DESCRIPTION OF THE TASK: Reproduce the records below in full and word for word, excluding pictures.

WORKING DATA:
## BEGIN
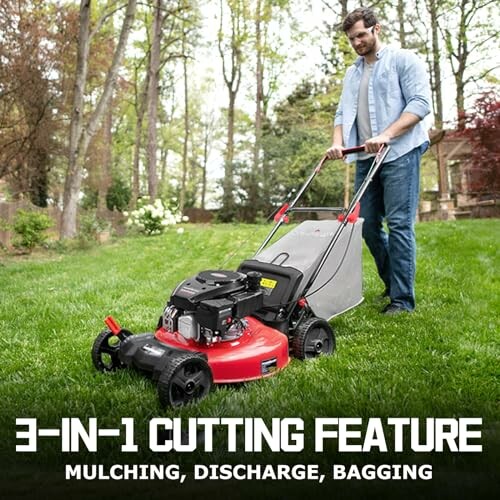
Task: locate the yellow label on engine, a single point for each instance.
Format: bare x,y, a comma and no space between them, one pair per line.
268,283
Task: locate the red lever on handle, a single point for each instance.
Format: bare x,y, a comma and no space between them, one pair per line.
281,212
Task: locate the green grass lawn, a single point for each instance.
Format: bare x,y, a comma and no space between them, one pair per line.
441,361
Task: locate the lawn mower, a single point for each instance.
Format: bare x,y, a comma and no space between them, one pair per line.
226,327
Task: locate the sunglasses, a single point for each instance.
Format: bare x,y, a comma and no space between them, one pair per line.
361,34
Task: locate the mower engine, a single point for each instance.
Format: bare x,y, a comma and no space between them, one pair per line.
210,306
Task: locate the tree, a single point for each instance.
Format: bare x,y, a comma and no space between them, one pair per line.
31,52
81,133
152,98
231,53
482,126
465,37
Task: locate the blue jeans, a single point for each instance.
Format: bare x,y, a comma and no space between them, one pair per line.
393,195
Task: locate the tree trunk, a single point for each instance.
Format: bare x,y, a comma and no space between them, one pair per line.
153,95
232,78
80,136
401,23
253,204
228,184
140,107
104,175
436,67
74,174
182,194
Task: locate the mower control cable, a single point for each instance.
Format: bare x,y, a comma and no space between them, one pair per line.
281,215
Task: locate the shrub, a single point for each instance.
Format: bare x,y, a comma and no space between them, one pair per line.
29,228
153,219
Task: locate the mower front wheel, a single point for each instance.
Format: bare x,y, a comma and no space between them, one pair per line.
313,337
105,350
186,378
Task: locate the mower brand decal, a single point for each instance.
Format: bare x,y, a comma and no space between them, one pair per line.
154,351
268,283
219,275
269,366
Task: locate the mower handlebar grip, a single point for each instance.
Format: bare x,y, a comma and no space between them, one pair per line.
356,149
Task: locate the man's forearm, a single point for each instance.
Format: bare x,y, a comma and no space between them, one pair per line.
404,123
337,135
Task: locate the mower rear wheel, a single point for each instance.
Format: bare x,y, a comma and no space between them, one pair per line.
105,350
186,378
314,337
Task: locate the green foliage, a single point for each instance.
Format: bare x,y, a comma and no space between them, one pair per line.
153,218
29,228
441,361
298,139
90,225
118,196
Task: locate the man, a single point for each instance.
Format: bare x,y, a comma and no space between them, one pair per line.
385,96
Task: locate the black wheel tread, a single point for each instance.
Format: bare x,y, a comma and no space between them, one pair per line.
299,340
166,376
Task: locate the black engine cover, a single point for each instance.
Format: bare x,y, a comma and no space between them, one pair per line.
147,354
205,286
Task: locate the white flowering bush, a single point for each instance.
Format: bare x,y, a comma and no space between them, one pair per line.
153,218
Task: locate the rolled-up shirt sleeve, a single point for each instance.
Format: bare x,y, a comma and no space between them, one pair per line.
338,113
414,81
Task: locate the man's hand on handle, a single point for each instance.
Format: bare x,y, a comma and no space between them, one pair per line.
335,152
374,144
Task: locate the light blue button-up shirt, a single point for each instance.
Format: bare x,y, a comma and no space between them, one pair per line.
399,83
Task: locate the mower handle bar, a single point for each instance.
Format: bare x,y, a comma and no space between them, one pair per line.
281,216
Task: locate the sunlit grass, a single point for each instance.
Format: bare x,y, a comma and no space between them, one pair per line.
441,361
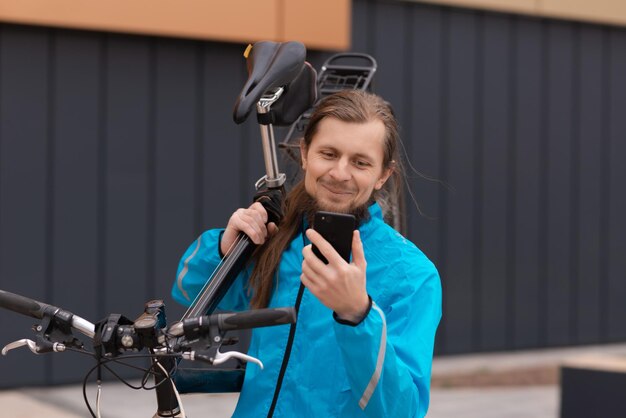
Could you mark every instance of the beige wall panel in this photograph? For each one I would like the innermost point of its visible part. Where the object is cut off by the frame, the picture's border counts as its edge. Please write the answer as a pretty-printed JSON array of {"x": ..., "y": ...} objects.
[
  {"x": 601, "y": 11},
  {"x": 318, "y": 24},
  {"x": 230, "y": 20}
]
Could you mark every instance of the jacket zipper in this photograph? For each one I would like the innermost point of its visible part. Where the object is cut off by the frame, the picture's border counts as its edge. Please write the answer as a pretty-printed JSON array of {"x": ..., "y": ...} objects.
[{"x": 283, "y": 367}]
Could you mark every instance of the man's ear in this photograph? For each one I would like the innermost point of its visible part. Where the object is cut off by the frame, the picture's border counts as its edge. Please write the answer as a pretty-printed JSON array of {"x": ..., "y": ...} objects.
[
  {"x": 303, "y": 151},
  {"x": 383, "y": 178}
]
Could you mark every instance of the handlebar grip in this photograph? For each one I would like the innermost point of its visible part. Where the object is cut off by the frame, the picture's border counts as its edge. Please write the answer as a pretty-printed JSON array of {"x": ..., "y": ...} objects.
[
  {"x": 23, "y": 305},
  {"x": 256, "y": 318}
]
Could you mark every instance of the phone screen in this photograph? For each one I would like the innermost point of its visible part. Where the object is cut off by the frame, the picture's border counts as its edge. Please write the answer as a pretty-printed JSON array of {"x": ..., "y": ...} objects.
## END
RESPONSE:
Task: locate the yellow label on engine, a single point for each instance.
Format: bare x,y, a comma and no space between them, one pair per line.
268,283
Task: locate the red lever on handle, a single point for each instance.
Format: bare x,y, a comma and no space between them, one pair per line.
281,212
Task: locate the green grass lawn, a single point for each instance.
Format: bare x,y, a comma and no space between them, one pair per line.
441,361
Task: locate the lawn mower, a single point for each instance.
Format: bare x,y, a comma and no space between them, one pair per line.
226,327
Task: locate the sunglasses, a single point for each instance.
Format: bare x,y, a comma and no space between them, one pair per line.
361,34
Task: locate the mower engine, a single point for each instance.
Format: bare x,y, a comma and no space between them, one pair per line.
210,306
Task: locate the tree, a single point for each instance.
Format: bare x,y, a comma and no space between them, one pair per line.
31,52
81,133
152,98
231,53
482,126
465,37
Task: locate the blue jeans, a single point for each instance.
Format: bare x,y, a comma and no space between them, one pair per line.
393,195
Task: locate the tree trunk, a single point for each instance.
Format: bare x,y, a comma and no space between them, one pair per line.
153,95
232,78
80,136
401,23
253,204
228,184
140,107
104,175
436,67
74,174
182,194
Task: locate the mower control cable, a single point for each instance.
Format: bare x,y, a comma and no space between them, one pair per line.
281,215
Task: locate the shrub, a single point for each instance.
Format: bare x,y, a comma and no space between them, one pair per line.
29,228
153,219
Task: locate the mower front wheel, a single point for each instance.
Format: bare x,y, a comma and no space between them, one pair per line.
313,337
105,350
186,378
Task: locate the mower brand decal, a single point for each instance.
Format: bare x,y, a comma and no space between them, one pair per line.
154,351
268,283
219,275
269,366
Task: locate the mower handlebar grip, a single point for each instance.
Format: bare x,y, a comma and no space between them, one pair per line.
356,149
Task: locate the man's forearm, a single point for each instance.
Format: bare x,y, a comma and no space between them, one pair per line.
404,123
337,135
Task: locate the mower rear wheel, a single point for each instance.
Format: bare x,y, a comma and no space between them, one pair per line.
105,350
186,378
314,337
Task: locate the green foliage, a single point for each instance.
Format: bare x,y, a comma and no space between them, one pair per line.
153,218
29,228
441,361
298,139
90,225
118,196
Task: locate the man, a single point for each instance.
Format: bare x,y, a comma and no space between them, one pair per line.
385,96
Task: locate the black wheel tread, a single point for each instance.
Format: bare x,y, a comma and no space between them, one pair per line.
299,340
166,376
Task: locate the black engine cover, a single point for each instance.
Format: bare x,y, a comma and no space between them, one pair per line.
147,354
205,286
Task: locate the white flowering bush, a single point for each instance.
Format: bare x,y, a comma and no space between them, one pair per line.
153,218
Task: locate the rolled-up shirt sleeve, a single point for each instance.
Format: bare x,y, a comma and no space between them, one pair per line.
338,113
414,81
Task: locate the man's hand on handle, a single point for each instance.
Format: bare x,y, a comma and no space between them, one pair per line.
335,152
374,144
Task: locate the light blue button-up shirt, a single point for each instance.
Format: bare x,y, a comma and no space between them, one pair per line.
399,83
Task: locate the mower handle bar, a single point for each instance.
Format: bare x,y, a comma and no space between them, one pair per line.
281,216
Task: locate the sunlit grass, a single point for each instance.
Format: bare x,y, a comma and no space between them, one pair per line.
441,361
Could you mark every instance of the beige wall panel in this photograph? For each one I would like the innermost point of its visible part. Where the object is cut off by the frame, the picture's border counts as its edge. Please write the answer as a pretty-printed JSON array of {"x": ..., "y": ...} objects.
[
  {"x": 601, "y": 11},
  {"x": 318, "y": 24},
  {"x": 230, "y": 20}
]
Could you mark every instance of the jacket zipper in this photograph? For each one I would like the innermost point of its visible part. Where the object is cut off by the frame, the picture's border counts as its edge. Please write the answer as a pretty-printed JSON array of {"x": ..., "y": ...} objects.
[{"x": 283, "y": 367}]
Could you mark every instance of the man's ear in this photograph? For each one I would like the innermost point of its visible part. Where the object is cut off by the frame, the picture's border counts as its edge. Please write the answer as a pretty-printed JSON array of {"x": ..., "y": ...} objects.
[
  {"x": 303, "y": 151},
  {"x": 383, "y": 178}
]
Could you mark every instance of the handlebar grip in this photograph? For each one I would like the innermost point of its visible part. Where the object is cut off by the frame, the picture's border counts as its edge. Please write the answer as a pretty-printed JSON array of {"x": ..., "y": ...} objects.
[
  {"x": 23, "y": 305},
  {"x": 256, "y": 318}
]
Could you mark every instance of the phone screen in this photograph? For each one I would like the innermost point of its visible part. Where the object is cut off by the frame, the picture's border counts as its edge. Please write the answer as a pretty-printed JSON array of {"x": ..., "y": ...} objects.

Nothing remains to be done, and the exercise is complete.